### Records shown

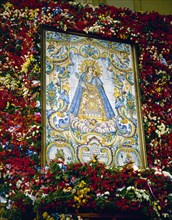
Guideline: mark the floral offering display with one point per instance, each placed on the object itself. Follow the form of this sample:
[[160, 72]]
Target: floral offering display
[[30, 191]]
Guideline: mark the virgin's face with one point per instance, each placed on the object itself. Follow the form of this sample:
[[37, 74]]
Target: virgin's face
[[90, 70]]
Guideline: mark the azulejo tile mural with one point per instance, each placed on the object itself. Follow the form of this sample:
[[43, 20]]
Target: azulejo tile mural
[[90, 100]]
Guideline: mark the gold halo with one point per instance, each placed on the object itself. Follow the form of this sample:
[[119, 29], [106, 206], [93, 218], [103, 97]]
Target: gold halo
[[90, 63]]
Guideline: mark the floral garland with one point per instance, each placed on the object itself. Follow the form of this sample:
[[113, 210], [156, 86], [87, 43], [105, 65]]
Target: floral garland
[[20, 108]]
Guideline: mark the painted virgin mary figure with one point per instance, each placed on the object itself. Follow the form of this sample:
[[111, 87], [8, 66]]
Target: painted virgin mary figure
[[90, 100]]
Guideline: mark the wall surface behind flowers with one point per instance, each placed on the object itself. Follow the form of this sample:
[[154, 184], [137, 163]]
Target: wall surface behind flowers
[[20, 106]]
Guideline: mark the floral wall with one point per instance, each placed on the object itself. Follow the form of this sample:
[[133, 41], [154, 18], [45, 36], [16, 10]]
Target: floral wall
[[20, 87]]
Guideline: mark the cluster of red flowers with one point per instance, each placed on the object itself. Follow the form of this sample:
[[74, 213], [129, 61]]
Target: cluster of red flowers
[[20, 123]]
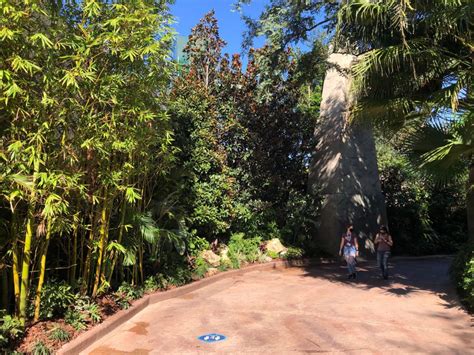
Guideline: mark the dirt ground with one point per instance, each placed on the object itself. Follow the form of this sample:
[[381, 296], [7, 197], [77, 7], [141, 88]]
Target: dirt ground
[[307, 310]]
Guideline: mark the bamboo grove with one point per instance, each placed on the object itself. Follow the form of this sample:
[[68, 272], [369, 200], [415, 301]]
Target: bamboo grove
[[83, 133], [113, 158]]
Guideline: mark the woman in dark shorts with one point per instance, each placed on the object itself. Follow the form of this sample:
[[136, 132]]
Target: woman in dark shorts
[[384, 242], [350, 248]]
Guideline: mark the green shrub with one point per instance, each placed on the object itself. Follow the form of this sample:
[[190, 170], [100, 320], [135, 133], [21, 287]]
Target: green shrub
[[89, 308], [76, 319], [293, 253], [272, 254], [40, 349], [126, 293], [151, 284], [59, 334], [200, 267], [195, 244], [10, 329], [462, 271], [243, 249], [56, 297]]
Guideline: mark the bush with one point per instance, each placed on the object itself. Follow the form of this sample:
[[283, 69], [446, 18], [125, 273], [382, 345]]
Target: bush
[[242, 249], [40, 349], [59, 334], [82, 312], [462, 271], [195, 245], [200, 267], [293, 253], [126, 293], [151, 284], [178, 275], [76, 319], [56, 297], [10, 329]]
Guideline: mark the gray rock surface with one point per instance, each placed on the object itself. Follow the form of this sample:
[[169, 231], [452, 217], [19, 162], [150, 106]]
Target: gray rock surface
[[344, 168]]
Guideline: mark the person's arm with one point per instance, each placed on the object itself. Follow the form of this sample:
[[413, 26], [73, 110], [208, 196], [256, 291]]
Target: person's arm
[[389, 240], [377, 239]]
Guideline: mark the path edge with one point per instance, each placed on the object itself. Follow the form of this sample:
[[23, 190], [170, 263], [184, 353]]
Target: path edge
[[89, 337]]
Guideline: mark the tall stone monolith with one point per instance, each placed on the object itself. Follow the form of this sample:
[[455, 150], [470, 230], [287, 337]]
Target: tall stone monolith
[[344, 167]]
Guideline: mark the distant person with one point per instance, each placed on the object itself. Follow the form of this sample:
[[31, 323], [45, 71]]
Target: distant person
[[384, 242], [350, 249]]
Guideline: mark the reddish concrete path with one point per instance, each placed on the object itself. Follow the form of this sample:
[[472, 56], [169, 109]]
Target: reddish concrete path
[[313, 310]]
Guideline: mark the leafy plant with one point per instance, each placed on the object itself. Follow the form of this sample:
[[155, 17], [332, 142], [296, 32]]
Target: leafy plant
[[151, 284], [76, 318], [59, 334], [293, 253], [56, 297], [243, 249], [462, 271], [200, 267], [272, 254], [126, 293], [196, 244], [10, 329], [40, 349]]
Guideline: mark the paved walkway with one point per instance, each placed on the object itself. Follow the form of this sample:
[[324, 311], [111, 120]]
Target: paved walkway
[[313, 310]]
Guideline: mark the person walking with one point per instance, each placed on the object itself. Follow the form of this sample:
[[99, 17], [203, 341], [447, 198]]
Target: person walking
[[384, 242], [350, 249]]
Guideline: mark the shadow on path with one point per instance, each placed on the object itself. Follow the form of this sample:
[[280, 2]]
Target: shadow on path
[[407, 276]]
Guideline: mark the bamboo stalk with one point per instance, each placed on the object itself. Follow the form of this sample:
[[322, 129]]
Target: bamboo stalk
[[103, 236], [25, 270], [119, 240], [16, 264], [42, 271]]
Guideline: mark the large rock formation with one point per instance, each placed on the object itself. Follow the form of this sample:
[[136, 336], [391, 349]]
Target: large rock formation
[[344, 167]]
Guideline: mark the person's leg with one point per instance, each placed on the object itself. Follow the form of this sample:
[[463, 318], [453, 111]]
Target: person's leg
[[380, 261], [386, 255], [351, 265]]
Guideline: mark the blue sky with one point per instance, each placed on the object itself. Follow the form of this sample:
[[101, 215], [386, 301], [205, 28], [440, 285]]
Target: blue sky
[[231, 27]]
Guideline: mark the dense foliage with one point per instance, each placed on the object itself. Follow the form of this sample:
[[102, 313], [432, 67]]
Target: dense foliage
[[424, 218], [118, 170]]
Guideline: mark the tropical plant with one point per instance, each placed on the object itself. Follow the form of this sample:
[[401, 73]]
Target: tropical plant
[[414, 71], [40, 348], [59, 334]]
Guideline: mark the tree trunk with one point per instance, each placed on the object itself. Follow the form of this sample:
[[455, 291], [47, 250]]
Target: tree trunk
[[4, 285], [25, 270], [470, 202], [72, 273], [16, 264], [119, 240], [102, 243], [44, 253]]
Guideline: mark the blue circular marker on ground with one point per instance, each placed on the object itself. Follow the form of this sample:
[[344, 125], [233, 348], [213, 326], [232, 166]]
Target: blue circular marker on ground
[[212, 338]]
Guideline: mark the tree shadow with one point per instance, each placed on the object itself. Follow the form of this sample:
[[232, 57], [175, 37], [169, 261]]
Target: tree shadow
[[406, 277]]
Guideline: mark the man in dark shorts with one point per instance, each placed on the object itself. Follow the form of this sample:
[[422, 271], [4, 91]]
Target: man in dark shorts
[[384, 242]]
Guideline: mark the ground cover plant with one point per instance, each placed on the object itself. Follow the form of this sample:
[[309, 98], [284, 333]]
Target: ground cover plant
[[119, 167]]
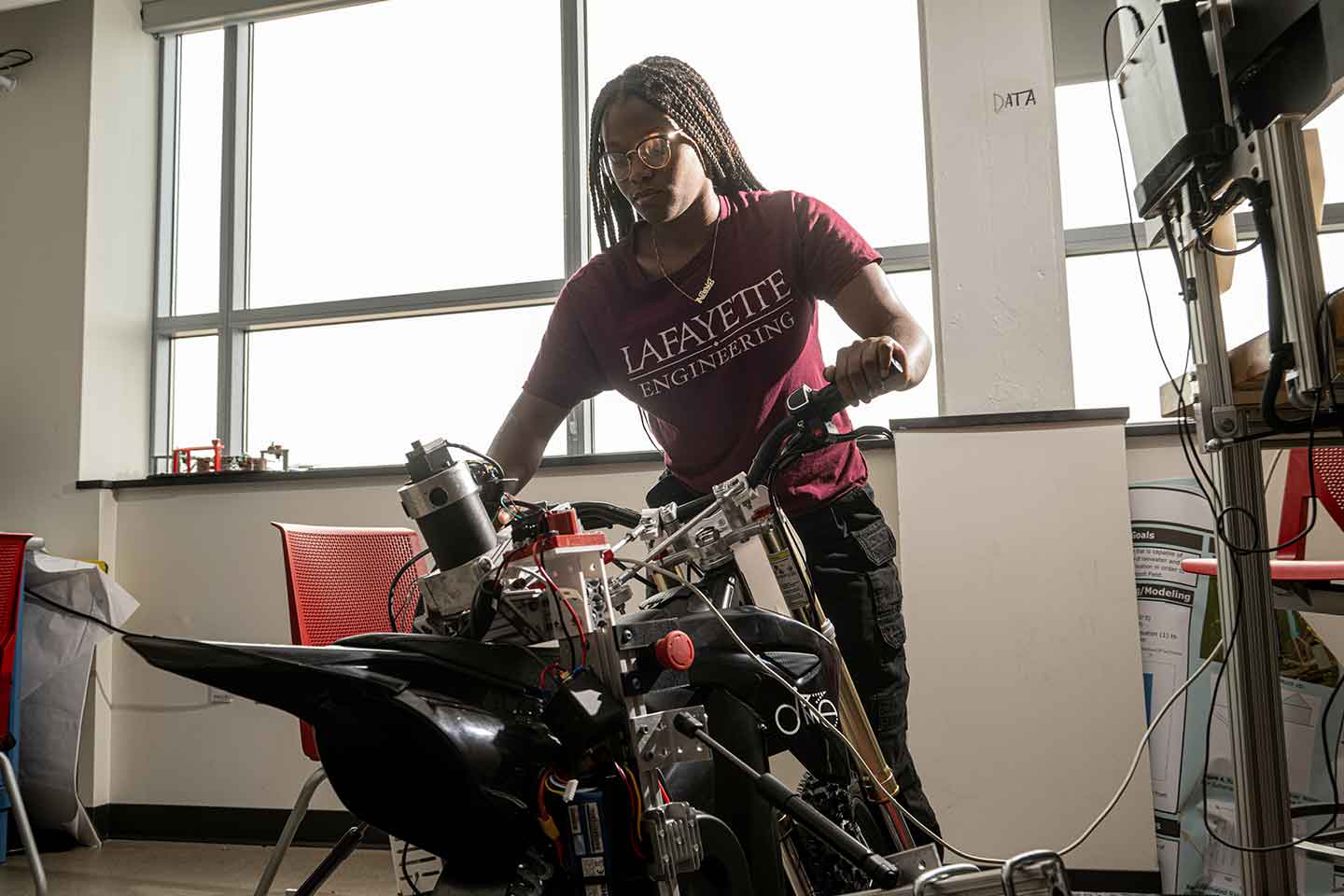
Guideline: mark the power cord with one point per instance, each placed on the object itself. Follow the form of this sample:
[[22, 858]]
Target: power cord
[[391, 590], [1218, 510]]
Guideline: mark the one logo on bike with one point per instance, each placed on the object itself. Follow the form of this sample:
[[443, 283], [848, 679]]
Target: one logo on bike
[[790, 721]]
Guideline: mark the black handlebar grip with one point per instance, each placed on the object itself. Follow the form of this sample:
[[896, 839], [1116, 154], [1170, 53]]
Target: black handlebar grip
[[599, 514]]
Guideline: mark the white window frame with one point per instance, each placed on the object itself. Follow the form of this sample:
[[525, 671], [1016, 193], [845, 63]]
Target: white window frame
[[232, 320]]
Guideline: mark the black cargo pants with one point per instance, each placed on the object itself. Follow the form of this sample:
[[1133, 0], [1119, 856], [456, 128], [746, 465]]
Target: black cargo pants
[[851, 558]]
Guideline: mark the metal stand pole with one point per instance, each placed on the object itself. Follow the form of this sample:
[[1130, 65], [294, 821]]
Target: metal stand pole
[[1252, 678], [1245, 601]]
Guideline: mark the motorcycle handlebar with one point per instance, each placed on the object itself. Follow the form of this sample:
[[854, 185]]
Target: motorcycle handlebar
[[599, 514], [805, 404]]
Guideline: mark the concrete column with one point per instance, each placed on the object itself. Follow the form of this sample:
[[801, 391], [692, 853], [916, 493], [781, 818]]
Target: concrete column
[[1001, 309]]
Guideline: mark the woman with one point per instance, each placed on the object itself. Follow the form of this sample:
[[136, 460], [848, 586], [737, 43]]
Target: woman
[[702, 311]]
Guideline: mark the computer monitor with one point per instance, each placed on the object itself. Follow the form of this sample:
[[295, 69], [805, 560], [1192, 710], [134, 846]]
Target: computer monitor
[[1282, 57]]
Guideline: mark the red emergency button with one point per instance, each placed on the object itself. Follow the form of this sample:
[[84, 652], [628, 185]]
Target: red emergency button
[[675, 651]]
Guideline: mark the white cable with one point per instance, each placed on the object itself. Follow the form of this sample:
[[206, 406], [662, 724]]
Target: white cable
[[873, 777], [143, 707]]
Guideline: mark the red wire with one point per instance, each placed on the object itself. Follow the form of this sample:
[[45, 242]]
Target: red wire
[[555, 589], [635, 807], [902, 832], [540, 681]]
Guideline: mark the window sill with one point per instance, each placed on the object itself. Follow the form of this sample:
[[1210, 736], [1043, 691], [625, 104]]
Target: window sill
[[335, 473], [619, 458]]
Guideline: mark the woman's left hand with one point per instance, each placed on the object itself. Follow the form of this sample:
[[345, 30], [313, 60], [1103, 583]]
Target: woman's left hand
[[863, 370]]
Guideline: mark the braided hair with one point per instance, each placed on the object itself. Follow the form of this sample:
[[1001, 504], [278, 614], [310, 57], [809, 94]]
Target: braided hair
[[680, 93]]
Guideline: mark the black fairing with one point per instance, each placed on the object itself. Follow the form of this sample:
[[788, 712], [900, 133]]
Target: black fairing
[[400, 749]]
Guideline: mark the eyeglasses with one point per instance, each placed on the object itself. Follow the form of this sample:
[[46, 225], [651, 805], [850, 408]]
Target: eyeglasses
[[655, 152]]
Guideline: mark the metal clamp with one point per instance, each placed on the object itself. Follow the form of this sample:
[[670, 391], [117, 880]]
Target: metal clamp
[[1057, 881], [931, 877], [659, 745], [677, 840]]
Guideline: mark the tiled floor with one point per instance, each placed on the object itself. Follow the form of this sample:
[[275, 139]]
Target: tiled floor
[[127, 868]]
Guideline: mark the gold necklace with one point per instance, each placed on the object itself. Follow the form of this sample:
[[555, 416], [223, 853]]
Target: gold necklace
[[708, 281]]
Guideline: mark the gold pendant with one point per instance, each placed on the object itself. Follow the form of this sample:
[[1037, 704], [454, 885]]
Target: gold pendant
[[705, 290]]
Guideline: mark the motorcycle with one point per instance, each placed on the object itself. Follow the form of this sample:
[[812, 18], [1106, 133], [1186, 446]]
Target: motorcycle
[[540, 739]]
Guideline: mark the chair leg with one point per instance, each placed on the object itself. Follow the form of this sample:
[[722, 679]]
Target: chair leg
[[339, 853], [277, 853], [21, 816]]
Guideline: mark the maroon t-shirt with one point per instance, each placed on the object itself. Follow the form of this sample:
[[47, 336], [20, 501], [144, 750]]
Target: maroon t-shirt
[[714, 376]]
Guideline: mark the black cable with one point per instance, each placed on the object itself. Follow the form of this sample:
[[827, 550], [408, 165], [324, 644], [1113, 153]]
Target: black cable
[[1273, 468], [480, 455], [1236, 553], [72, 611], [561, 609], [405, 874], [625, 567], [1226, 253], [648, 434], [1188, 448], [391, 590], [26, 58]]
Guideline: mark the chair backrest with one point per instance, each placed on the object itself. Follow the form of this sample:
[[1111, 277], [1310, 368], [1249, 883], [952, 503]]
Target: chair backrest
[[11, 601], [1328, 464], [338, 580]]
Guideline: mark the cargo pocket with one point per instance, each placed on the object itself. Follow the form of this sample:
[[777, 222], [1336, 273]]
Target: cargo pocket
[[878, 544]]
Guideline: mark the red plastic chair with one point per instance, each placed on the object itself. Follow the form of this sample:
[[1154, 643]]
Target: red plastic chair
[[1289, 569], [338, 580], [11, 639]]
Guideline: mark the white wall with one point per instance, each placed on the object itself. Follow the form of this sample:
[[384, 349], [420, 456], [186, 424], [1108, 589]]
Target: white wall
[[77, 170], [43, 207], [119, 259], [1026, 699]]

### Problem description
Copy the lines of the listing above word for word, beginning at the line that contains "Guideline: mark the dirt" and stopping after the line that contains "[[307, 310]]".

### Solution to this problem
Guideline: mark the dirt ground with one point per instance, each placed on the object itself. Follow the form of this sample:
[[381, 296], [7, 197], [77, 7], [141, 88]]
Target: dirt ground
[[307, 310]]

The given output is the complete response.